#### [Given text]

-.-.-

I was there at the invitation of a nurse who was teaching a nutrition class on how to cook with herbs. My purpose was to offer ideas on how to grow herbs in limited, albeit, nontraditional garden spaces.
While I was there preparing my props for the program, a very tall gentleman with a full head of pure white hair walked up to me and asked, “What are you doing, little lady?” I explained, then suggested he should join us. He let out a big laugh and with a smirk on his face, he retorically replied, “Do you know how many acres I use to farm?” It seemed clear he no longer felt enabled to grow plants.
The blue bid-overhauls he wore seemed to be the only reminder of his past life. This retired farmer was off to a bingo game because, despite my encouragement, he could not envision success growing tomatoes in containers.
I contrast that with the guy I later met who came to my program that day. Armed with pictures of his garden, he rolled up to one of the tables and pulled out photos of his vegetable plants growing in big plastic storage tubs sitting on picnic tables. It was clear he wanted to share his success stories; I was wishing he would have met the farmer.
When I took my first class as a Master Gardener, I wanted to use what I was learning about gardening. Then and now, there are so many ways to encourage community gardening. But container gardening is at the heart of my affection for growing plants, back then I was in the minority believing it was a serious way to grow gardens including for one’s own food.
This is the reason for my blog, Stay Gardening. If you are looking for a reason to start or motivation to keep on growing, I aim to help you find it here.
I will explore ways how to garden and when something goes way too wrong, seek to understand why. I invite you to check in each week, share something if you like or just listen in.
Remember, no matter the plant bed, the soil or the weather; there is always something to grow and stay gardening.

-.-.-

#### [Information provided]
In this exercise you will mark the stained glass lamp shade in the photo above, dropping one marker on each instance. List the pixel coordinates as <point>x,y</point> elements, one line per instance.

-.-.-

#### [Instructions]
1. In the gardening text, what is the name of the writer's blog?
2. The final sentence of the gardening text names conditions that do not matter, because there is always something to grow. List each of these conditions.

#### [Solutions below]
1. Stay Gardening

2.
- the plant bed
- the soil
- the weather